Problem requirements:
Report each line below that contains the word "wooden".

──────── Listing

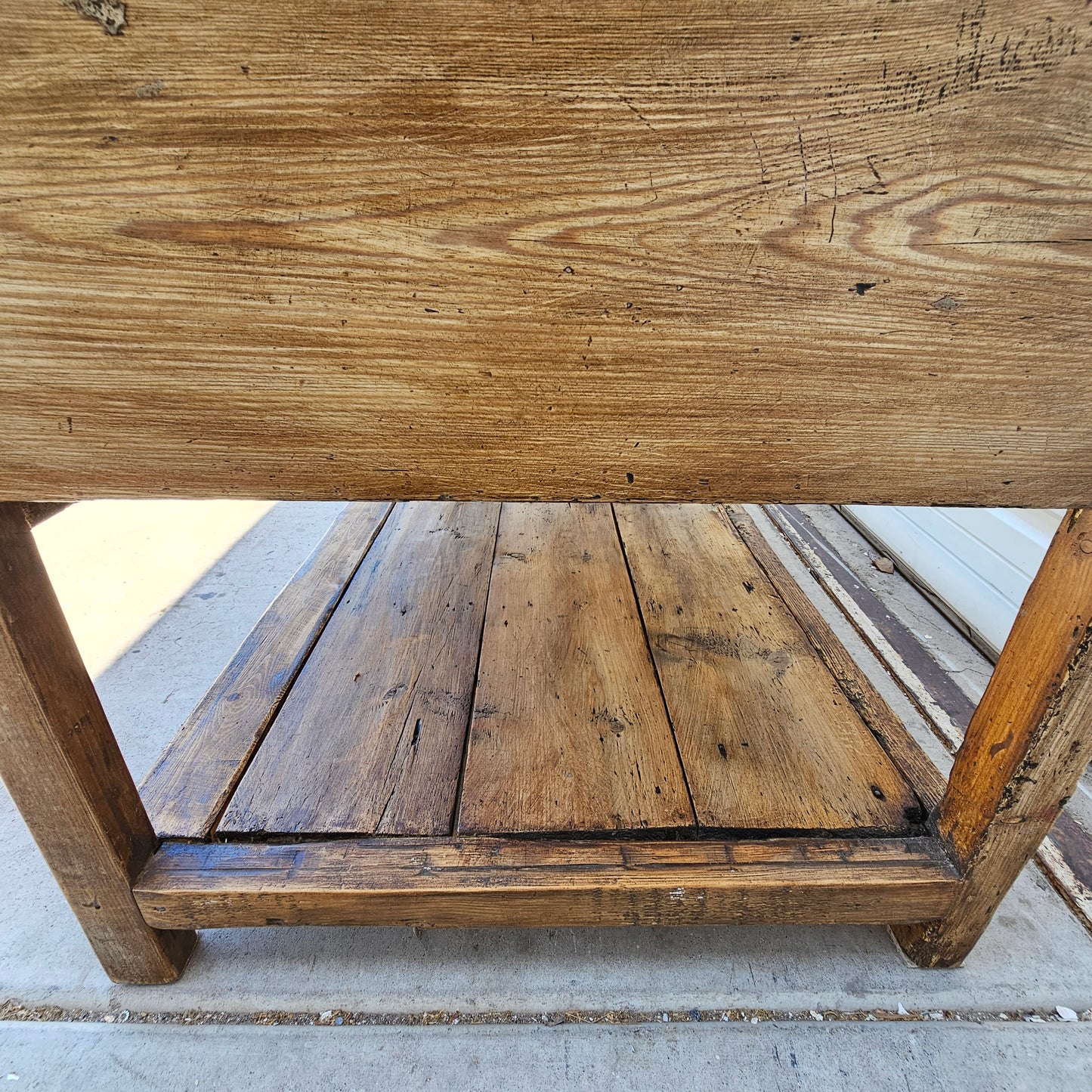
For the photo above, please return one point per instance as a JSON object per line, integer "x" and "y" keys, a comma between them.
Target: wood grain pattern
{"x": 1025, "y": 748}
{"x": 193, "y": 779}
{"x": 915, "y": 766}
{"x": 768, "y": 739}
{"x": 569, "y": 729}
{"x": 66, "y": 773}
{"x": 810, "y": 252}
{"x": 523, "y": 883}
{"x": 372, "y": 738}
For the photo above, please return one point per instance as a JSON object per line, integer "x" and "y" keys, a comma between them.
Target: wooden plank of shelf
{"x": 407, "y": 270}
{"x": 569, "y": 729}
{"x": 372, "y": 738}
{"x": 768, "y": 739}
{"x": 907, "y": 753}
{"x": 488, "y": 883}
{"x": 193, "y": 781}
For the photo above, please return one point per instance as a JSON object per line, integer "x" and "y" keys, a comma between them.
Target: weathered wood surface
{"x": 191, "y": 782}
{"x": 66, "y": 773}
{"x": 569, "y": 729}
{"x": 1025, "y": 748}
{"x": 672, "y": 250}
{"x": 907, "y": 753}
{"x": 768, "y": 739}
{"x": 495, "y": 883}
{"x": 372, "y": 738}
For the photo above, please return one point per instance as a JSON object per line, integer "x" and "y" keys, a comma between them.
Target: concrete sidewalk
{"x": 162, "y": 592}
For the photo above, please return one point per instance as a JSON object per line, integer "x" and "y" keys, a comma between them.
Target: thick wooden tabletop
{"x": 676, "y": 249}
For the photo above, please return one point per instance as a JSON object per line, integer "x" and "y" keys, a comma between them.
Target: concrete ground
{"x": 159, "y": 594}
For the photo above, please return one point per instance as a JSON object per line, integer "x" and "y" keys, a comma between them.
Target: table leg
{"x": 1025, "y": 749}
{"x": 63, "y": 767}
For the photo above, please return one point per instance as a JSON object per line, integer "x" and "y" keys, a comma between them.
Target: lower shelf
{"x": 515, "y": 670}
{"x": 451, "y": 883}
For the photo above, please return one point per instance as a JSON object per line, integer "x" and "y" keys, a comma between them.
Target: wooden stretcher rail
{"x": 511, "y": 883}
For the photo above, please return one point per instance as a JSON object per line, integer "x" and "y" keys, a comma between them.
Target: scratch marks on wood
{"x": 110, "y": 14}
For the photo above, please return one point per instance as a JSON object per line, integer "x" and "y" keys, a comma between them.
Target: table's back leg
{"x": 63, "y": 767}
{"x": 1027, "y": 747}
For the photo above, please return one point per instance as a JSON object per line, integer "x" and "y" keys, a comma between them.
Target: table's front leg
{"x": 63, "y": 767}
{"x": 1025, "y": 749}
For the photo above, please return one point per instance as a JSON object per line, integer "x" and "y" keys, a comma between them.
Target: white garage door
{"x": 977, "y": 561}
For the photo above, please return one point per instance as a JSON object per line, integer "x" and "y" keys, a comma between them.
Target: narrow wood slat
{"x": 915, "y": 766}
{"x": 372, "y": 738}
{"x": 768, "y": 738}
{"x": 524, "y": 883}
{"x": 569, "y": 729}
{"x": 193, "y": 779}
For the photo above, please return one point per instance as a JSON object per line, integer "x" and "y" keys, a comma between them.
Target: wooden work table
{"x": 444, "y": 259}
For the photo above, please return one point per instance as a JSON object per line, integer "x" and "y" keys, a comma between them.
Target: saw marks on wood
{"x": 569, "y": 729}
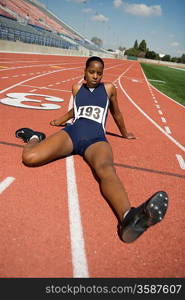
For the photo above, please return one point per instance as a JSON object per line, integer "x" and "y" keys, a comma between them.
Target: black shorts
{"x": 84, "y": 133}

────────────────

Answer below:
Target: wooden plank of shelf
Target: thick wooden tabletop
Target: wooden stretcher rail
Target: wooden work table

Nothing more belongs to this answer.